## START Page text
If you have trouble recalling your dreams, date your paper or the page in your journal for the next day and write an affirmation that you will dream and upon waking, remember your dreams.  Keep the paper or journal close to hand so you can stay in a relaxed twilight state upon waking.

When you do wake from a dream, don’t move.  Let me repeat—don’t move!  When you move your head after a dream, something about the change in gravity seems to whisk that dream back to the Land of Nod.
Remaining still, gather your dream back to you.  I usually do a replay of my dream at least two or three times to make sure it has completely registered before I rollover, or sit up to record the dream in my journal.

Here’s how to record your dreams:

1.   Give your dream a title.  This sharpens the dream image and your emotional response to it.  Enter the title and page number on the Table of Contents page of your journal or at the top of your paper.

2.   Record the dream in as much detail as memory and time allows.  Do not worry about grammar and punctuation (no inner critic here, please).  Record using present tense!  Number the pages for easy reference.

3.   Enter any significant symbol, character, or setting in separate sections of your journal. Over time, take note of repeating images or themes.

4.   Go back through the dream and underline any words or phrases that you respond to strongly or any images that strike your fancy.  You can journal more about these, or use cuttings from magazines, brochures, photos, etc., and paste them into place.  Add to the images with pencil or crayon.
## END Page text
Set task 1
From the dream-journal tips, list the first instruction of each numbered step for recording a dream.
Set task 2
Write what comes next in the dream-journal tips, picking up right after the last sentence of step 4.
## START Data
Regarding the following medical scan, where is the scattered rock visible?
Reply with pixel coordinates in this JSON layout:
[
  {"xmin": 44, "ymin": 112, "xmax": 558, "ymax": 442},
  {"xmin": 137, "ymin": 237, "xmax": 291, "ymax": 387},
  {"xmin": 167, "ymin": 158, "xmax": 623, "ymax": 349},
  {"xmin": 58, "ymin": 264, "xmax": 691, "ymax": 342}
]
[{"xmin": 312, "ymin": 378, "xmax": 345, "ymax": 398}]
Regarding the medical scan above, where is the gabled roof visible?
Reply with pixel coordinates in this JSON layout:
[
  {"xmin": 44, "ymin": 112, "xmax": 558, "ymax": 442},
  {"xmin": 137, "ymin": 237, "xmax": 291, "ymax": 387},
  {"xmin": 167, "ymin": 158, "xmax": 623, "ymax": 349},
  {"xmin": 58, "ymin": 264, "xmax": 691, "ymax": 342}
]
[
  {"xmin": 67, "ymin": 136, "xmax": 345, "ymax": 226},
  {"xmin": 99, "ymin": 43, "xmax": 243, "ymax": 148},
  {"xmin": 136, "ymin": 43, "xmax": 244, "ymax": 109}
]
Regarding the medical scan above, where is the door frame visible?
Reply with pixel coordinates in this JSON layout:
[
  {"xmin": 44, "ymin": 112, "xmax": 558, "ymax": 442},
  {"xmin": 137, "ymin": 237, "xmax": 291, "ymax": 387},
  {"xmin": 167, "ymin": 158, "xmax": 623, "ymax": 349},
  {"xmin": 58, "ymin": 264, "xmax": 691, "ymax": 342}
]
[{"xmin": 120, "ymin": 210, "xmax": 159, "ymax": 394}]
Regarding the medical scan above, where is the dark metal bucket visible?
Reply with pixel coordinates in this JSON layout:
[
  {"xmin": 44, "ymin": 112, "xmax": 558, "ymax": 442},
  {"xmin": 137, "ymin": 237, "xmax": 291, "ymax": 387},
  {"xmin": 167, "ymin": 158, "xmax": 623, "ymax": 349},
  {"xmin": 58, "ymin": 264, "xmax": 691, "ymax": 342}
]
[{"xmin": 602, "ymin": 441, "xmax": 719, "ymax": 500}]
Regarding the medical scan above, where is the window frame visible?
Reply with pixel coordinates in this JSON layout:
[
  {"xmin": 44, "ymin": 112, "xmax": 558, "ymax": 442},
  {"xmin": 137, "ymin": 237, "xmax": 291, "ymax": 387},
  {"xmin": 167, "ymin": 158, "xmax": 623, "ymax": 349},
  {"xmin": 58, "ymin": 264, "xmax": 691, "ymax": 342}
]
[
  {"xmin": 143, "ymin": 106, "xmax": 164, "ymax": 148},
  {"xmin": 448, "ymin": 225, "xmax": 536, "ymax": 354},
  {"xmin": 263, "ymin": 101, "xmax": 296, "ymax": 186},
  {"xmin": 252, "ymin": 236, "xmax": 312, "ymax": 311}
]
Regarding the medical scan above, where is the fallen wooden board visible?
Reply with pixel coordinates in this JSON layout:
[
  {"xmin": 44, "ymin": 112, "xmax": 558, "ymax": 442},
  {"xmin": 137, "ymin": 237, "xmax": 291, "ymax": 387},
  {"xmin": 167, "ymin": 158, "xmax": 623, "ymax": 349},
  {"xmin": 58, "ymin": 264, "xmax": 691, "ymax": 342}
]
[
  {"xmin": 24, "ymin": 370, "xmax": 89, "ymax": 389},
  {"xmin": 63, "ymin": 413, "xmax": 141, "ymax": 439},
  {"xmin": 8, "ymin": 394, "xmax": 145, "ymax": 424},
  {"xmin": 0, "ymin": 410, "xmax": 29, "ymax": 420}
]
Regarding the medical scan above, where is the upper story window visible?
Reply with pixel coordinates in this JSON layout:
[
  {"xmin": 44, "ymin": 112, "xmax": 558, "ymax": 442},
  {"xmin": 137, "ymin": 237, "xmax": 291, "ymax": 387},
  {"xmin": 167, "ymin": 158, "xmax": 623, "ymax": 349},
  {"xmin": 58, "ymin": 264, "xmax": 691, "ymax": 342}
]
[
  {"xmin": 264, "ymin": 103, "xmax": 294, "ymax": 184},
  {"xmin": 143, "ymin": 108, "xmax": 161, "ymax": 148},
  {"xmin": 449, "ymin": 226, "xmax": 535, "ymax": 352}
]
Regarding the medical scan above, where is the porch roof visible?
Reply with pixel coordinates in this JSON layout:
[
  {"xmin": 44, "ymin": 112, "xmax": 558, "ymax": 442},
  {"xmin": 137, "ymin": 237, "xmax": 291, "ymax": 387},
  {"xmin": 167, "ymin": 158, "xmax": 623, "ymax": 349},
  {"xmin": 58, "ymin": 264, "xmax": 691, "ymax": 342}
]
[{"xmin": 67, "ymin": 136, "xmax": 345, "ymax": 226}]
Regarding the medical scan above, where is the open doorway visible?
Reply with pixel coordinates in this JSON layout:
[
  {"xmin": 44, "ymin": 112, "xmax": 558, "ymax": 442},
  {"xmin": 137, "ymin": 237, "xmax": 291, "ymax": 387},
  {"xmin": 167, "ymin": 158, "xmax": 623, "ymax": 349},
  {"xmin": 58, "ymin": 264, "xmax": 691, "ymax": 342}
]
## END Data
Task result 1
1. Give your dream a title.
2. Record the dream in as much detail as memory and time allows.
3. Enter any significant symbol, character, or setting in separate sections of your journal.
4. Go back through the dream and underline any words or phrases that you respond to strongly or any images that strike your fancy.

Task result 2
5.   Pay attention to the people in your dreams.  They could be great characters for a story.  Many popular novelists, like William Styron (Sophie’s Choice) and Stephen King, have used characters from their dreams.

6.   Look at your dreamscapes.  You can use them for setting or mood.

Creative Block has a hard time defeating you when you record your dreams, because the dreams in your dream journal are a rich resource of creative ideas, images, metaphors, setting, mood, story line, conflict, and character that can be mined and referred to over and over again.

Dreams have been an important writer’s tool from Dante to Poe to Stephen King and Isabel Allende.  And best of all, they are a tool that is free and accessible to everyone, and the more you work with your dreams, the easier it will be to defeat the Creative Block Monster.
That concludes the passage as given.